QUOTED PASSAGE.

Tag Archives: weather

… a little bit of summer

flowers against a blue sky

flowers against a clear, blue, February sky…

February in this part of the world can either be the height of summer, with soaring temperatures and long, dry days, or a time when autumn winds make an early appearance, bringing drizzly weather.

early signs of autumn...

… and early signs of autumn’s approach

The year Will was born, February was a sizzler… I remember it well, because, Will being Will, he was late.  You really feel the heat when you are 9+ months pregnant.

This summer, not so.

It’s definitely been summer, with plenty of summery storms, but the temperatures have been mild.  The most you can really say is that it has been February…

…Will’s birthday month.



February birthdays can be a bit awkward. Being only just back at school makes it hard to provide friends with an adequate time frame for party invitations, and lots of families are too busy trying to get back into the swing of things to want to make the effort of a lengthy drive out to the bush.

This year felt like a bit of an anti climax for Will, too, as he had a very expensive Christmas gift that was also supposed to be for his birthday, as well, and many of the relatives that we usually rely on to be part of a family celebration were away on various holidays (one on the other side of the country).

I’ve promised that once the start of year madness has settled down we’ll organise a day at the go kart track or try our hand at some archery again, but for the time being it was just him and us. Our plan for fish and chips at the lake (take-away food is a rare event in our household) was cancelled due to an impending storm, but, since Will has recently discovered calamari rings, Matt decided to ‘do’ some calamari at home for something a bit different.

This might seem straightforward until you realise that prepared calamari is all highly gluten-y and way off my diet. Hey, you say, but weren’t you about to eat fish and chips down at the lake? No, not I.  I would have been bringing my own home-made salmon salad to eat while the boys had the fish and chips.

COMPLETE THE FOLLOWING.
#1 In the birthday post, what caused the plan for fish and chips at the lake to be cancelled?
#2 Please resume the birthday post from the point where it stops.
The entries that come after the birthday post aren't needed for any of the work.

DATA SHOWN.
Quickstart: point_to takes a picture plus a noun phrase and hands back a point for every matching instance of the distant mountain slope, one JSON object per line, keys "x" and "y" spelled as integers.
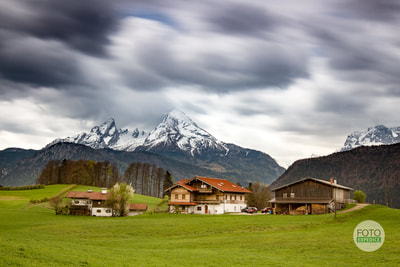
---
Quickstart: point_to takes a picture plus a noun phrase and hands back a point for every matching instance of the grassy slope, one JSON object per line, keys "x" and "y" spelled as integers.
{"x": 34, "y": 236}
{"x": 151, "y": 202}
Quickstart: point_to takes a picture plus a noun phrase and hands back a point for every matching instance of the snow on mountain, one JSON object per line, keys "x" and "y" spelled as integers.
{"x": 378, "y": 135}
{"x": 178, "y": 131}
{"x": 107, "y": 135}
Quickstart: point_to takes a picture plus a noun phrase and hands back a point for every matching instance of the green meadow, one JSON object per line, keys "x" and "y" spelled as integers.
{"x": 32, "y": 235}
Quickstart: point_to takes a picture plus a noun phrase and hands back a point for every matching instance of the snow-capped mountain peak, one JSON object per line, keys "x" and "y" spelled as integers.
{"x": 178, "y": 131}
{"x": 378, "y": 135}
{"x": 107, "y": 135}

TASK ANSWERS.
#1 An impending storm.

#2
And… only ‘controllable’ gluten products usually make it into our kitchen (into a separate cupboard where only the brave dare go), so this calamari was going to be a Seventy Seven Acre special.

Matt went into the kitchen innocent of any major plan and, after some time turned out a dish that, to be honest, I had to be suspicious of… isn’t it a well known fact that squid has to be cooked incredibly quickly? Well, this took hours!


It. Was. Delicious. Tender. And. Juicy.

And I could eat it. Yay.

So here it is: Seventy Seven Acre ‘Calamari’ a la Matt

You will need…

  • squid (one tube was sufficient for the three of us)
  • lemon
  • coriander seeds
  • black pepper
  • chilli powder (or fresh chilli if you prefer, we didn’t have any on hand)
  • garlic
  • a decent sized mango (!)
  • small red and small green capsicum (peppers)
  • olive oil
  • white wine (enough to splash)

And so it begins…

  • get some squid rings (or a tube to slice up yourself) from a fishmonger who sells it (relatively) fresh – we live about 140 km away from the sea as the crow flies, and about 240 km via a windy road – so we had to take that the squid was fresh on trust – I’ve learned to be wary of frozen products which often have flour around them so they don’t stick together)
  • 4 hours (yep, that’s a 4) before you plan to serve it, marinade in lemon juice (about half a lemon freshly squeezed), freshly ground coriander and black pepper, chilli powder and garlic (to taste)
  • slice up the mango and add about a third of it to the marinade
  • let it all sit for 2 and a half hours (or so, while you head off to do something vitally important)


  • roughly dice the capsicum (peppers)
  • heat a minimal amount of olive oil in a pan suitable for sauteing (stainless steel is best)
  • saute capsicum, add the rest of the mango
  • add white wine to make a very wet sauce
  • bring to simmer
  • add the (by now well-marinated) squid
  • bring slowly back to a simmer and cook long and slow to reduce the sauce (this is the bit that made me suspicious, I was expecting a ‘throw it in and swish it around a few times’)

Much later…

  • Serve with salad of choice.
  • And / or rice if you wish.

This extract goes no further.